[start Supplied data]

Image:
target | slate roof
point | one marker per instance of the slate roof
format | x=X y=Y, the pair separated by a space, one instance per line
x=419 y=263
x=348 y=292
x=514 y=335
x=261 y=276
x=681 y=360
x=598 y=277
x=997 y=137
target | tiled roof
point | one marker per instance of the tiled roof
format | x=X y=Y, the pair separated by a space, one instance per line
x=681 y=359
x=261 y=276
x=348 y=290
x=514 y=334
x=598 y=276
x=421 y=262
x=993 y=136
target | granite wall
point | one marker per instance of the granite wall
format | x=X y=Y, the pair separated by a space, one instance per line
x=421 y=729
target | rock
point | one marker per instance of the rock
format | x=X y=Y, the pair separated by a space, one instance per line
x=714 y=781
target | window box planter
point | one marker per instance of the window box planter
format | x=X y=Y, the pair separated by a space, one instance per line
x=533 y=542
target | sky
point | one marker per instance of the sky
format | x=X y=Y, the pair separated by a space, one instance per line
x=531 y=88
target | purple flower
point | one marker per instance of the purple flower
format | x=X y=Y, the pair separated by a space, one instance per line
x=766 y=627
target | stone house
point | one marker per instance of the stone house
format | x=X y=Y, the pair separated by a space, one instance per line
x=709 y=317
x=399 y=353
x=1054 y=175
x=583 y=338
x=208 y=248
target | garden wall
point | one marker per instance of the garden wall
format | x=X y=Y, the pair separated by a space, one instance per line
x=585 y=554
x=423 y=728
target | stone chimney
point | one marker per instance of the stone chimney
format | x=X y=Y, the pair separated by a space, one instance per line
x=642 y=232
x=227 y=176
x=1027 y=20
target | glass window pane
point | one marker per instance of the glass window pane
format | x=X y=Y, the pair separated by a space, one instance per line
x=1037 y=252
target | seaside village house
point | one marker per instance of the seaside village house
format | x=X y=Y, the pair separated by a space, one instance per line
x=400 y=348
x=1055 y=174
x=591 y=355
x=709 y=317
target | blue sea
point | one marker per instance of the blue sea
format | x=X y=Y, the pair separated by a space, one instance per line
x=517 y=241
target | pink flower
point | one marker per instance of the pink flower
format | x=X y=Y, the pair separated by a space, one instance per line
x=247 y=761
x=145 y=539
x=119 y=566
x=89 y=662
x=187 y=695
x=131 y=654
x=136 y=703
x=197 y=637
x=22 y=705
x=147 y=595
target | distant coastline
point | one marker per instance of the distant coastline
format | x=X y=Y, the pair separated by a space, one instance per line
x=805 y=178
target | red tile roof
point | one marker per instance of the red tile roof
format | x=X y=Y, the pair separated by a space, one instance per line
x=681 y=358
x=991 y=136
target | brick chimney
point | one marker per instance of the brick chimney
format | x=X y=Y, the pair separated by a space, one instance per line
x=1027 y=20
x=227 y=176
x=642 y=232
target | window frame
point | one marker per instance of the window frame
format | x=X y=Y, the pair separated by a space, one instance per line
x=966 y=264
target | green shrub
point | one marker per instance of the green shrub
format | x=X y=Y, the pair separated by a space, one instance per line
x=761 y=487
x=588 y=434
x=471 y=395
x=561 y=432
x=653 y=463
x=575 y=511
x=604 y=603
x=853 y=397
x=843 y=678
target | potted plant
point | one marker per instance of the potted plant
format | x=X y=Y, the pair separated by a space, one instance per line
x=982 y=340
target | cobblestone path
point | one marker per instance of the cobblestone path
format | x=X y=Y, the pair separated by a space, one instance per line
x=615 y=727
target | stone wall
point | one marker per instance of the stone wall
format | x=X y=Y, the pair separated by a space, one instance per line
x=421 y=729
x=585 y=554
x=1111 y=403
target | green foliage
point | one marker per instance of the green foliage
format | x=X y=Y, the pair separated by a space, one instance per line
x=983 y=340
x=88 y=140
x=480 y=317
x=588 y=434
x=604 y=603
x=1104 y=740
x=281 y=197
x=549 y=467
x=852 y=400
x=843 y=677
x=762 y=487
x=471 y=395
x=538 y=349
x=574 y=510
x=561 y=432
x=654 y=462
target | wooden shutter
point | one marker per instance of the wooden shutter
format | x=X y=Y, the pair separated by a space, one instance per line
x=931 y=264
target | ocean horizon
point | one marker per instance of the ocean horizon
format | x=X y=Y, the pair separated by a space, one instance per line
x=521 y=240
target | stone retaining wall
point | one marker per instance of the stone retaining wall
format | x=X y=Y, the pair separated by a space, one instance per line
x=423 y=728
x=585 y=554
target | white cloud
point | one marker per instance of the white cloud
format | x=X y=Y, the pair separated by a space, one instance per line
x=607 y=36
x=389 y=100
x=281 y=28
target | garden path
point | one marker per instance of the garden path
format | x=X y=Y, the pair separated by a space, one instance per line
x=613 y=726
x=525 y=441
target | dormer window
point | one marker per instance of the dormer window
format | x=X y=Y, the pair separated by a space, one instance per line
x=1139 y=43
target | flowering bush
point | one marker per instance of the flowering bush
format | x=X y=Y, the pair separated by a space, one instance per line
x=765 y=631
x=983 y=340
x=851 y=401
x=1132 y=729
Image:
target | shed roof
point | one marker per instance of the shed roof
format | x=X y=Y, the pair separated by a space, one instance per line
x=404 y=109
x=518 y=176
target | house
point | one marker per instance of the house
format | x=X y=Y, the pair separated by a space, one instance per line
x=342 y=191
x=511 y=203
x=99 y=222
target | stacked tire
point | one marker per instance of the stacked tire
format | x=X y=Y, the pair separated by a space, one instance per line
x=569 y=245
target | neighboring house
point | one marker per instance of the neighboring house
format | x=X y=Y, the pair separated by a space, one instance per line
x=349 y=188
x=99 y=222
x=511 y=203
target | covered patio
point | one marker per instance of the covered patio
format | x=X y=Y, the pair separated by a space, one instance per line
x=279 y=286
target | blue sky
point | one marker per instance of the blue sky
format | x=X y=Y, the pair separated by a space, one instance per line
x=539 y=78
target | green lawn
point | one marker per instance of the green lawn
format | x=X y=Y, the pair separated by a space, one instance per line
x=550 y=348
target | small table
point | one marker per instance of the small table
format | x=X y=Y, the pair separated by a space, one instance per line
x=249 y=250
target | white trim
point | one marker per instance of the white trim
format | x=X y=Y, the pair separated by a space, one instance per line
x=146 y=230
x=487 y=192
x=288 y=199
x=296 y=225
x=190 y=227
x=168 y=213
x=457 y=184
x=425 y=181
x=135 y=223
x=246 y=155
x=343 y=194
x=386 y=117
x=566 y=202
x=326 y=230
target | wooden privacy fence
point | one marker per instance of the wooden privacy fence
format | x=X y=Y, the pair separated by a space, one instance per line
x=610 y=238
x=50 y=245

[end Supplied data]

Please rewrite the data above, starting at the line that contains "target | window frame" and ending at the line that contains "x=966 y=264", both ends included. Shift each answer coordinate by adding 135 to its x and y values, and keep every other line unchanged.

Expected output —
target | window frame
point | one marker per instance of the window frame
format | x=X y=Y, the pair separated by a space, one instance per line
x=1101 y=399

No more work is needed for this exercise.